Request:
Copy each line of the records below word for word, without changing anything.

Records taken from a dataset:
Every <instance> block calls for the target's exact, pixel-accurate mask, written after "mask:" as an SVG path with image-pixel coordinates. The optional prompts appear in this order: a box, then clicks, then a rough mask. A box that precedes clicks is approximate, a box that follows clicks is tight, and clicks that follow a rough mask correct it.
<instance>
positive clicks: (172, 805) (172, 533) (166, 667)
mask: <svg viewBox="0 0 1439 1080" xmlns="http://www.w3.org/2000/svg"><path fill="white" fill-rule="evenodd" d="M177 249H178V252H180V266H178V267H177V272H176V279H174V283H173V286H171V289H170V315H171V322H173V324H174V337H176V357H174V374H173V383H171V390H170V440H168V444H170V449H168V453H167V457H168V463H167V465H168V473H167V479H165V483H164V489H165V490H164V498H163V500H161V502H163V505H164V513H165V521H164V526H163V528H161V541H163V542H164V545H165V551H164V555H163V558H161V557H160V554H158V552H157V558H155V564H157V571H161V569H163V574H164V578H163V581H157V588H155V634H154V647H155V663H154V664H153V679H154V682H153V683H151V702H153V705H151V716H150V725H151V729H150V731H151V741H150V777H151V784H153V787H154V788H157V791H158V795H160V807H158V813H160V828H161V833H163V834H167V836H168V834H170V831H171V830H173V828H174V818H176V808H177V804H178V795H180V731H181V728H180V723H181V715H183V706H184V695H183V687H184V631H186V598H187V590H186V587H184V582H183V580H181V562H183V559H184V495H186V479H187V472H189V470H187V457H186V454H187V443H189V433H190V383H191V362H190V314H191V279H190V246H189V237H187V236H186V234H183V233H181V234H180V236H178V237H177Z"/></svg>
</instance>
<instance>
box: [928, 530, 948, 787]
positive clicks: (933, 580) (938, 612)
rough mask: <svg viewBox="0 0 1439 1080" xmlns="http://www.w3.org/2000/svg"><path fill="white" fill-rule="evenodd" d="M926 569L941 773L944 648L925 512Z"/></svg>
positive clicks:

Solution for this exercise:
Every <instance> block calls for the target's exact, pixel-accurate mask, written after "mask:" as an SVG path with image-pixel coordinates. The optional prompts appear in this order: a box, then clicks, then a rough mask. A box that precedes clicks is approximate, a box that follows clicks is tight, and clicks that follow a rough mask correct it.
<instance>
positive clicks: (172, 805) (172, 533) (166, 667)
mask: <svg viewBox="0 0 1439 1080" xmlns="http://www.w3.org/2000/svg"><path fill="white" fill-rule="evenodd" d="M177 249H178V252H180V266H178V267H177V272H176V279H174V283H173V286H171V289H170V315H171V322H173V324H174V337H176V357H174V374H173V383H171V390H170V440H168V444H170V449H168V453H167V457H168V463H167V465H168V473H167V479H165V483H164V489H165V490H164V498H163V500H161V502H163V505H164V513H165V521H164V526H163V528H161V541H163V542H164V545H165V551H164V555H163V558H161V557H160V554H158V552H157V558H155V564H157V571H161V569H163V574H164V578H163V581H157V588H155V634H154V647H155V663H154V664H153V679H154V682H153V683H151V702H153V705H151V716H150V725H151V729H150V731H151V741H150V777H151V784H153V787H154V788H157V791H158V795H160V807H158V813H160V828H161V833H163V834H167V836H168V834H170V831H171V830H173V828H174V818H176V808H177V804H178V795H180V731H181V728H180V723H181V715H183V706H184V695H183V687H184V631H186V598H187V590H186V587H184V582H183V580H181V562H183V559H184V495H186V479H187V472H189V470H187V457H186V454H187V443H189V433H190V383H191V362H190V314H191V279H190V246H189V237H187V236H186V234H183V233H181V234H180V236H178V237H177Z"/></svg>
</instance>
<instance>
box: [928, 530, 948, 787]
positive clicks: (933, 580) (938, 612)
rough mask: <svg viewBox="0 0 1439 1080" xmlns="http://www.w3.org/2000/svg"><path fill="white" fill-rule="evenodd" d="M926 569L941 773L944 648L925 512Z"/></svg>
positive clicks:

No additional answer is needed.